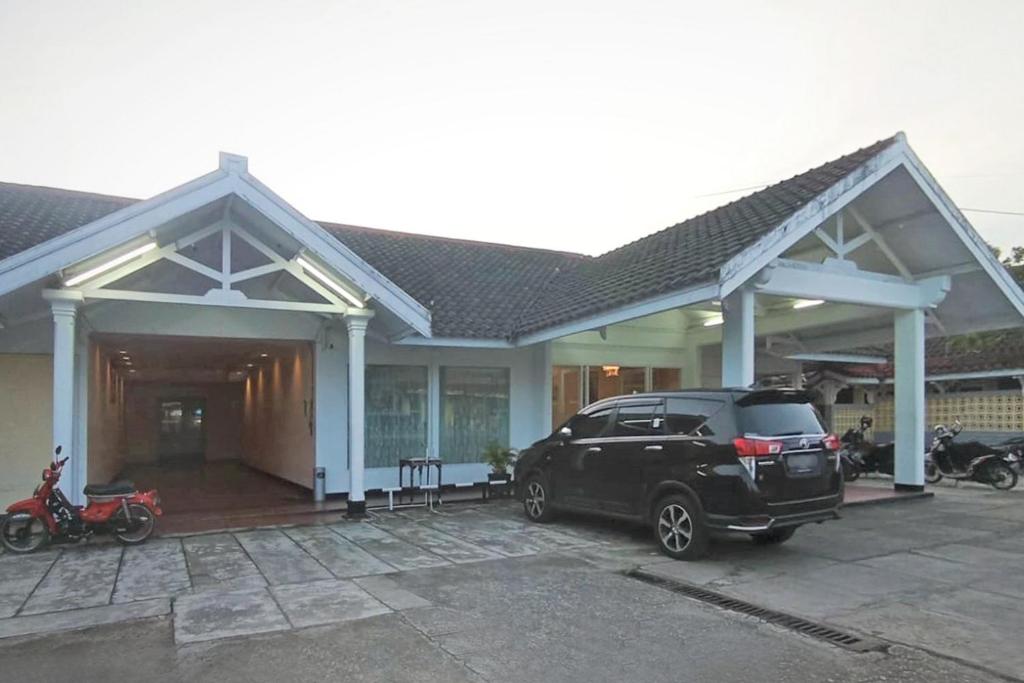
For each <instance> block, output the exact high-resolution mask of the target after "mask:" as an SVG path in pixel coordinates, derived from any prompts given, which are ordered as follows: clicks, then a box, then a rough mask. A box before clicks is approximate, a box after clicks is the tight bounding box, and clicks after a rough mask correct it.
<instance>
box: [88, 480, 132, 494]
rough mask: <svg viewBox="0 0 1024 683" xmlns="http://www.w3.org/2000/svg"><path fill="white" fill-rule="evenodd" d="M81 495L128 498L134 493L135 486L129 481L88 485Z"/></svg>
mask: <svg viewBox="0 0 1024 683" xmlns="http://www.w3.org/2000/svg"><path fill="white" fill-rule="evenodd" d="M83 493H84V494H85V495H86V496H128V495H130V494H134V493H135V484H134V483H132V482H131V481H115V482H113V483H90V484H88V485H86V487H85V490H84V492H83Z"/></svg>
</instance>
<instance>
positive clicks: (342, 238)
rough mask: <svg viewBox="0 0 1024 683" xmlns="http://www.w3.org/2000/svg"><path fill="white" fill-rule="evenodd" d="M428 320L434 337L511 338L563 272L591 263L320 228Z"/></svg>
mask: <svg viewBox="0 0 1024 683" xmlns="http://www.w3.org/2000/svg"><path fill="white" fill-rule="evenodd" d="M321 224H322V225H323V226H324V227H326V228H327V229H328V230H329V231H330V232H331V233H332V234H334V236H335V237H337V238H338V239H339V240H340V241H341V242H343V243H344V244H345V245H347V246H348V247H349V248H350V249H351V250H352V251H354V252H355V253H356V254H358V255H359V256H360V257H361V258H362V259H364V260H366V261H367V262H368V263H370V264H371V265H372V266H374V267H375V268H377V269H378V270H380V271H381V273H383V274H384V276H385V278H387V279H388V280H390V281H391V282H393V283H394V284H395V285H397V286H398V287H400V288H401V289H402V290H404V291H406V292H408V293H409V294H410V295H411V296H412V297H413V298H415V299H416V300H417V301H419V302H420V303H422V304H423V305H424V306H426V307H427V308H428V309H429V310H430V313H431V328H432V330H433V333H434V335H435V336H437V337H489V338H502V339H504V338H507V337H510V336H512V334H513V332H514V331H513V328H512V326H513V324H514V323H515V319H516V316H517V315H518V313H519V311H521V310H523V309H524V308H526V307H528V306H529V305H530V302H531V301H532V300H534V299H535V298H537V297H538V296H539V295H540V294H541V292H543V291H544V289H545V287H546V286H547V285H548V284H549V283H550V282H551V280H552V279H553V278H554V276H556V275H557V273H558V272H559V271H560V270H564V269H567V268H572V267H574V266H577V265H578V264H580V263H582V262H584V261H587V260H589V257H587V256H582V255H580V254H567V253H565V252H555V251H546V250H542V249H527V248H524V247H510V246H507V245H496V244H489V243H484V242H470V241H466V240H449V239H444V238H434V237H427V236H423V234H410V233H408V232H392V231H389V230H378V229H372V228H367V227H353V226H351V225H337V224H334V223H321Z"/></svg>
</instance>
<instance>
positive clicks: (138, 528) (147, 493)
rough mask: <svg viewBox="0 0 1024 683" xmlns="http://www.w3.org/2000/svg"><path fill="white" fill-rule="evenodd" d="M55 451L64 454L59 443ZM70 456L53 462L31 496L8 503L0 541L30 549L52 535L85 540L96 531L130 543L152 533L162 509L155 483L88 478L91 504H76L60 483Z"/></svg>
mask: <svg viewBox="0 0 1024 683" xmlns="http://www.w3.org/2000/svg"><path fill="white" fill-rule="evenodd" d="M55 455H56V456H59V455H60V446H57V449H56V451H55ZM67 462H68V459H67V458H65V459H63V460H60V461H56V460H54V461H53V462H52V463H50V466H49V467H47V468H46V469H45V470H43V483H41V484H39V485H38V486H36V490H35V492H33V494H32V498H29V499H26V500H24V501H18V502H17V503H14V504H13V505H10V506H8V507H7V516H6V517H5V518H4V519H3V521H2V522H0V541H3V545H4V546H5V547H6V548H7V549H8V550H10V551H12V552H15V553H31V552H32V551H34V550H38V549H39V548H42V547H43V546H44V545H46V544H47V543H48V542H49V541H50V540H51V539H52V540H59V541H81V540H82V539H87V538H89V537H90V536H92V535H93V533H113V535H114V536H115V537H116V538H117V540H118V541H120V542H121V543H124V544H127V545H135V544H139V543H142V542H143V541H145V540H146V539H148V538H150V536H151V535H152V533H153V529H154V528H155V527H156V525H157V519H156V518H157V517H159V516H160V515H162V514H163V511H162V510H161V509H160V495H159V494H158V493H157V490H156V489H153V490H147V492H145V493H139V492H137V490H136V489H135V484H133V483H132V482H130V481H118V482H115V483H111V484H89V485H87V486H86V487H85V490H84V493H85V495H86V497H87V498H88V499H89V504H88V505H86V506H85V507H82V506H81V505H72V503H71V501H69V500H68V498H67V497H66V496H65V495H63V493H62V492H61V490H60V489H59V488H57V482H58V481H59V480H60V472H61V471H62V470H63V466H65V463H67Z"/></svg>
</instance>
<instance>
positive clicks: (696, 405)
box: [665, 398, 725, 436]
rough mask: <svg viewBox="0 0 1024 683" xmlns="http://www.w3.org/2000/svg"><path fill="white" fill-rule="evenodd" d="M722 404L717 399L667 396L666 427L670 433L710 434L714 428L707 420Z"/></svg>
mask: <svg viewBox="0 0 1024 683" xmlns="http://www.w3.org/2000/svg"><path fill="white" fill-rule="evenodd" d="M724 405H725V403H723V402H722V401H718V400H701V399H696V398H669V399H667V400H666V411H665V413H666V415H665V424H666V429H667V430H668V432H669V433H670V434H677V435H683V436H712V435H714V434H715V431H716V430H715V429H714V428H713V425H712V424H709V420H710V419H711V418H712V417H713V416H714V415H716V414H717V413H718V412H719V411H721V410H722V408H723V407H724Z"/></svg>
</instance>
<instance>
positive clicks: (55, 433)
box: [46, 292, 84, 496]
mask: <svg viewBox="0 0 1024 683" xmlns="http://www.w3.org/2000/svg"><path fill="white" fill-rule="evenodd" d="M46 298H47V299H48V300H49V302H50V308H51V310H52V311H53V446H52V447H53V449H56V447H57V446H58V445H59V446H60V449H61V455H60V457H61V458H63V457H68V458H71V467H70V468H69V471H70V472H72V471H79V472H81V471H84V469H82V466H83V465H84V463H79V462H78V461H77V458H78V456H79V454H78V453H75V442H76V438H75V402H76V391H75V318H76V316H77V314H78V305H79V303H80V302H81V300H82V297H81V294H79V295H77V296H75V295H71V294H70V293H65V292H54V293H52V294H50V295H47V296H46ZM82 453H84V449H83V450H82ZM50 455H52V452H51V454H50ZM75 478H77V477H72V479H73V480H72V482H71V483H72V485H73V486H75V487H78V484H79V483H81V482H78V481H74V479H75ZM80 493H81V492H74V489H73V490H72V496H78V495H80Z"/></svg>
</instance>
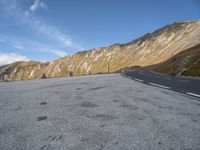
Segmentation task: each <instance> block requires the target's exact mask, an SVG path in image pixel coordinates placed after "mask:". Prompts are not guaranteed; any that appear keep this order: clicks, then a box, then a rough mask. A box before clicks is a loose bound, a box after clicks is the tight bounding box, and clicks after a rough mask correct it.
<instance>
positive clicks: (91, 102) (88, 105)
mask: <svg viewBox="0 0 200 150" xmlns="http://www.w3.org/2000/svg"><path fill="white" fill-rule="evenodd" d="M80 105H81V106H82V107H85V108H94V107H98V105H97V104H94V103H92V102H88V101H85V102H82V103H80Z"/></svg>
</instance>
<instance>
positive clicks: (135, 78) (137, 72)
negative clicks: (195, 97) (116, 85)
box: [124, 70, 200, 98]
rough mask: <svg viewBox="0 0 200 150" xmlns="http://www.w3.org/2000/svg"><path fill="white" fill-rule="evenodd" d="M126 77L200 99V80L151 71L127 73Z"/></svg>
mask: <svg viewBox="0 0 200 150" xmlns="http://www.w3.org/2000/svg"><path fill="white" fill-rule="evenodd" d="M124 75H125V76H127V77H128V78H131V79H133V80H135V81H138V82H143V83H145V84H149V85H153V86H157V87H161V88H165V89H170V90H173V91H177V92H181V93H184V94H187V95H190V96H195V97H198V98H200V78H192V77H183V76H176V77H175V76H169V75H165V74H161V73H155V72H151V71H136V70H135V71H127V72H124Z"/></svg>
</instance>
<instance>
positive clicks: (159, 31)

..........

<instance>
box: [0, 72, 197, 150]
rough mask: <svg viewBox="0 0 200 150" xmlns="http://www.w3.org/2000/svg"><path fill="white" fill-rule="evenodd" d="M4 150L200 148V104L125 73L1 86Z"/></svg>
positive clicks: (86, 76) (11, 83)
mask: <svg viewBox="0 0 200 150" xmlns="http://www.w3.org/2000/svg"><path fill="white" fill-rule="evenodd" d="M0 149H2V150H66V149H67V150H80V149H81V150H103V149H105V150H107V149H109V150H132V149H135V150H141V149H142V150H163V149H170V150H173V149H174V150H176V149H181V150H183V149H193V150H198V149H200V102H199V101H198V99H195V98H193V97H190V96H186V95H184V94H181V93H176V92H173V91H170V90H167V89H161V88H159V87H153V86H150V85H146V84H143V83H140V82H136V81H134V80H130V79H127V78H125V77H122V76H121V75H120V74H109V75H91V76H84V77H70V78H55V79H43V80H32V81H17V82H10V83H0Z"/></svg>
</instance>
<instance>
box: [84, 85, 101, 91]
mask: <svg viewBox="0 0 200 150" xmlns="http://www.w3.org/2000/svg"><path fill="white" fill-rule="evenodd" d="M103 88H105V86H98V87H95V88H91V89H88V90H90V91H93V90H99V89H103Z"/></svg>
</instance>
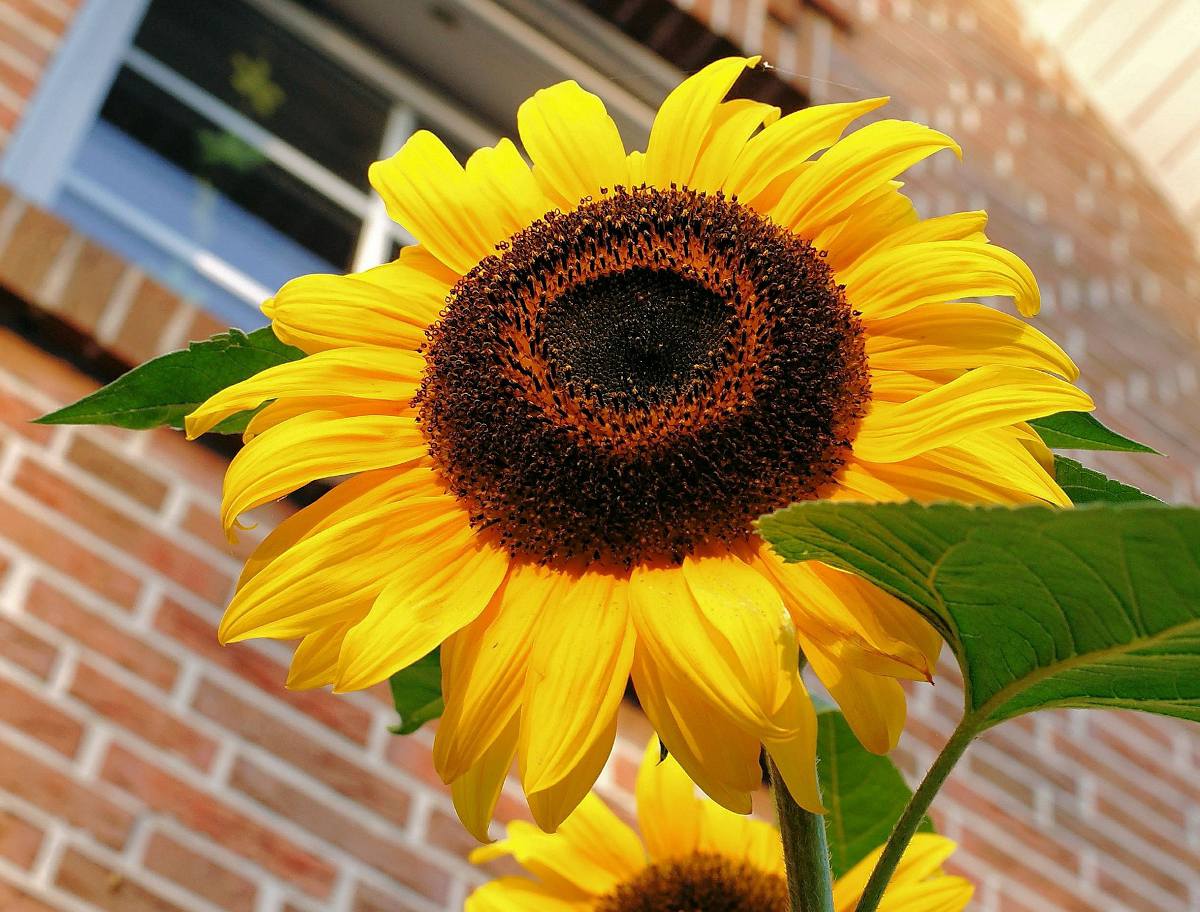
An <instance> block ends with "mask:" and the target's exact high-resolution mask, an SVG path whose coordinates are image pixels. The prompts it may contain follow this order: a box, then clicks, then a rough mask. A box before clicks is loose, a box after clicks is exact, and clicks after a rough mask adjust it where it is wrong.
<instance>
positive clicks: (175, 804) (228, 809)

..........

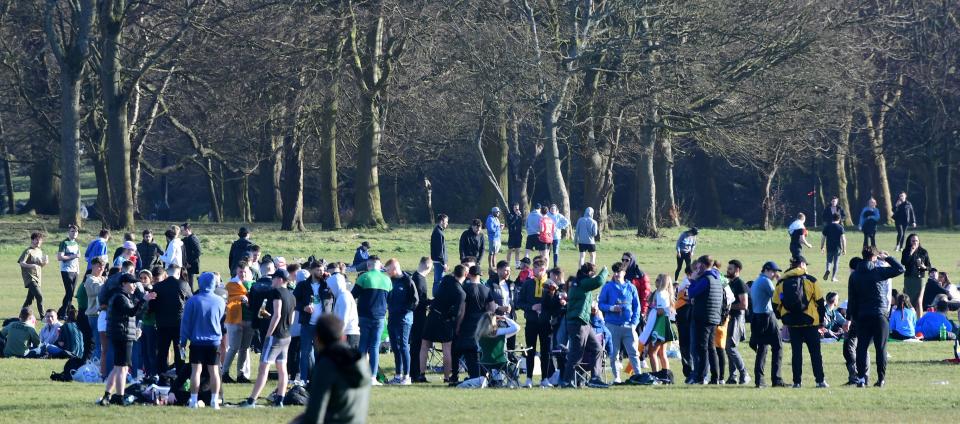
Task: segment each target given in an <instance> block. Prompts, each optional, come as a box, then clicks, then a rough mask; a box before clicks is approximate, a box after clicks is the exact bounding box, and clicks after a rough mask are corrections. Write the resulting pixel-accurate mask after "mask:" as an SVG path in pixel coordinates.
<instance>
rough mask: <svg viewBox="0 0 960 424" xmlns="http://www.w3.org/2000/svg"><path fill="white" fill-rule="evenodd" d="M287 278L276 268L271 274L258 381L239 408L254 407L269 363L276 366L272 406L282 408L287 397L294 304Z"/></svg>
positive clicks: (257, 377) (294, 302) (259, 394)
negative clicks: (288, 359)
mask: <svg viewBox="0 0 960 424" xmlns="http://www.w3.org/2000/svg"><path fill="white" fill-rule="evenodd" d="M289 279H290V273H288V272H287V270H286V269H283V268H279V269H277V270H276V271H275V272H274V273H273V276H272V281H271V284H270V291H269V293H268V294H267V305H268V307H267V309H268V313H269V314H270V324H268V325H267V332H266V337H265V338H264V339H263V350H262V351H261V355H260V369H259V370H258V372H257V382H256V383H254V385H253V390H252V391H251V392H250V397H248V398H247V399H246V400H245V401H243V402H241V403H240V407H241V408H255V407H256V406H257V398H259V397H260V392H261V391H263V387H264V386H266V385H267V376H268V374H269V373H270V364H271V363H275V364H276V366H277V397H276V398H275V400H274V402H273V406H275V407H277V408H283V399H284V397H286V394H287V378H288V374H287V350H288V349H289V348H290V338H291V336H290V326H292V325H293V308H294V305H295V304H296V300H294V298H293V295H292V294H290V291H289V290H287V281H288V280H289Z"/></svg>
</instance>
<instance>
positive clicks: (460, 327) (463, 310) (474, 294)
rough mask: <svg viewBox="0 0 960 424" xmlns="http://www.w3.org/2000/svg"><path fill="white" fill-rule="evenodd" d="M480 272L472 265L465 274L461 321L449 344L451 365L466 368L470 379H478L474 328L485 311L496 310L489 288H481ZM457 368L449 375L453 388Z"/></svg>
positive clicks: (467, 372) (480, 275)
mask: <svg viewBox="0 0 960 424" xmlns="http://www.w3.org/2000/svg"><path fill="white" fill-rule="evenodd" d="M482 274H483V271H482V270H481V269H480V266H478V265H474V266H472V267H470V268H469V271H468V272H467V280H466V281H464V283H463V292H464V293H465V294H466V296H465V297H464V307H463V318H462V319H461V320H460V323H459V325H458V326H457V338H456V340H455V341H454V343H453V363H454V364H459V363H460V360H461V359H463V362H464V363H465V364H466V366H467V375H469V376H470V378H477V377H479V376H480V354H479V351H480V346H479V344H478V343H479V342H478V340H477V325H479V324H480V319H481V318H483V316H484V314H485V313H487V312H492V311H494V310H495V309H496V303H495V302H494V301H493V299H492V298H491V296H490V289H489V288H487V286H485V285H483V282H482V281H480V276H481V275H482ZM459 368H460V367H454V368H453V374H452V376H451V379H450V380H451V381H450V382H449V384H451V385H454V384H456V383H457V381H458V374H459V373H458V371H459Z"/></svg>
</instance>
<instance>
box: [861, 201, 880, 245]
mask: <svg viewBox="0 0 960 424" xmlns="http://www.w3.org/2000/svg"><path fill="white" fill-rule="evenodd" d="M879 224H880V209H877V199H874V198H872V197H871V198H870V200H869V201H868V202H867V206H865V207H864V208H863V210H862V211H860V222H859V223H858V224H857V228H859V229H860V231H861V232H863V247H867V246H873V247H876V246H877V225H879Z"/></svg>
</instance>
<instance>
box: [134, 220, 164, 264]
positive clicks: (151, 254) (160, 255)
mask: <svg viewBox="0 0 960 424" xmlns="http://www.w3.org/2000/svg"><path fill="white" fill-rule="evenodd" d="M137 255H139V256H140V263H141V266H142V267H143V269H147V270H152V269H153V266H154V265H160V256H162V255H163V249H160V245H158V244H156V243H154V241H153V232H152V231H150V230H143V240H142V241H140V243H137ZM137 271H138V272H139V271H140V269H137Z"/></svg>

..........

» What this task involves:
Look above for lines with the word "given" and copy them all.

» Written solution:
For each <instance> block, output the exact high-resolution mask of the target after "mask:" as an SVG path in pixel coordinates, derived from any prompts given, which are ordered as follows: clicks, then a box, then a rough mask. A box before clicks is approximate, a box after clicks is the tight bounding box, and clicks after a rough mask correct it.
Task: segment each target given in an <instance> block. Prompts, each optional, come as a box, then clicks, then a rough mask; a box before clicks is approximate, a box after clicks is the exact bounding box, and clicks after a rough mask are corrections. Write the resulting pixel-accurate mask after "mask:" as an SVG path in pixel coordinates.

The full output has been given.